(Stored items from a collection)
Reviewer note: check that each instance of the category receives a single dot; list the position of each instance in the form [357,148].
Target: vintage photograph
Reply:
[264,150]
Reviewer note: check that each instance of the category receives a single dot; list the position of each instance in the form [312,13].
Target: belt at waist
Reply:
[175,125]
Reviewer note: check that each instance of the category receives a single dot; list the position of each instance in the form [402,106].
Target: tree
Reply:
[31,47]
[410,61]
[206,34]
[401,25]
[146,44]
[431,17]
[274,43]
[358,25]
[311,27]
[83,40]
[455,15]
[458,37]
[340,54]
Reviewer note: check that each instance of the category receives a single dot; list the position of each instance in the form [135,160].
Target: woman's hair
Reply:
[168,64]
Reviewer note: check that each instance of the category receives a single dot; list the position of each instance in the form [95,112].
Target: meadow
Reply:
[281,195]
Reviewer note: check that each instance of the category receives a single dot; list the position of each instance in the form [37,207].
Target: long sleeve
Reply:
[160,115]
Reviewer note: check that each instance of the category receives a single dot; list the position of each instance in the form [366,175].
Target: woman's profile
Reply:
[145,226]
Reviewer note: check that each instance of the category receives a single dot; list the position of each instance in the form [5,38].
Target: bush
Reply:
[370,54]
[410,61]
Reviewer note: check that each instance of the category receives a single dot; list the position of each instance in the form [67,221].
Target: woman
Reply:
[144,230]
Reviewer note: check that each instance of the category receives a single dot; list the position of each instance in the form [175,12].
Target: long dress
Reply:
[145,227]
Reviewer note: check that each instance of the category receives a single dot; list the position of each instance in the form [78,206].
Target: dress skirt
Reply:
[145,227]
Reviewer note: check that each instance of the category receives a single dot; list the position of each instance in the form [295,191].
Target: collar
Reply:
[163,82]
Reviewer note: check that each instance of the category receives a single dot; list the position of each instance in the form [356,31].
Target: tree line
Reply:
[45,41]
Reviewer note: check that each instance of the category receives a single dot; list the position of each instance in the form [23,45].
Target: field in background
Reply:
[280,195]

(Brief)
Each entry in the data should be restated exactly as it was written.

(Result of this exercise)
Reviewer note: check that each instance of the category receives a single dot; list the position of each instance in the form [357,148].
Target: vintage photograph
Reply:
[264,150]
Reviewer note: check that each instance of the category receives a single dot; list the position of each instance in the form [312,13].
Target: belt at waist
Reply:
[175,125]
Reviewer note: check that each instance of the category receives a single dot; list the position of each instance in the form [402,106].
Target: tree
Reply:
[31,47]
[410,61]
[206,34]
[401,25]
[146,44]
[431,17]
[274,43]
[358,25]
[311,27]
[83,40]
[455,15]
[458,37]
[340,54]
Reviewer note: check that each instance of the category receives a single dot; list the position of each instance in the form [135,160].
Target: woman's hair
Reply:
[168,64]
Reviewer note: check that each instance of the category receives a single dot; list the position of each instance in the form [95,112].
Target: meadow
Reply:
[281,195]
Reviewer note: check that each instance of the category receives a single dot; list the position of each instance in the form [37,207].
Target: long sleeve
Reply:
[160,115]
Reviewer note: check that each instance of the category receives a single dot; list the position of each instance in the form [366,175].
Target: woman's profile
Reply:
[145,226]
Reviewer note: check that each instance of the category receives a single dot; list the position of each instance in the form [5,38].
Target: bush
Reply:
[370,54]
[410,61]
Reviewer note: check that each instance of the category receives a single dot; list the position of each instance in the form [67,221].
Target: woman
Reply:
[144,230]
Reviewer note: check that each instance of the category receives a single dot; list the position of each instance in the form [175,12].
Target: long dress
Reply:
[145,227]
Reviewer note: check that each instance of the category receives a single dot; list the position of each instance in the form [78,206].
Target: dress skirt
Reply:
[145,227]
Reviewer note: check that each instance of the category receives a single dot; list the position of each instance in the form [295,191].
Target: collar
Reply:
[163,82]
Reviewer note: check that each instance of the category receives a single dot; list the position of each instance in the form [356,31].
Target: tree line
Reply:
[45,41]
Reviewer note: check that each instance of the category receives a single dot; list the position of each instance in the form [23,45].
Target: field in background
Reply:
[280,195]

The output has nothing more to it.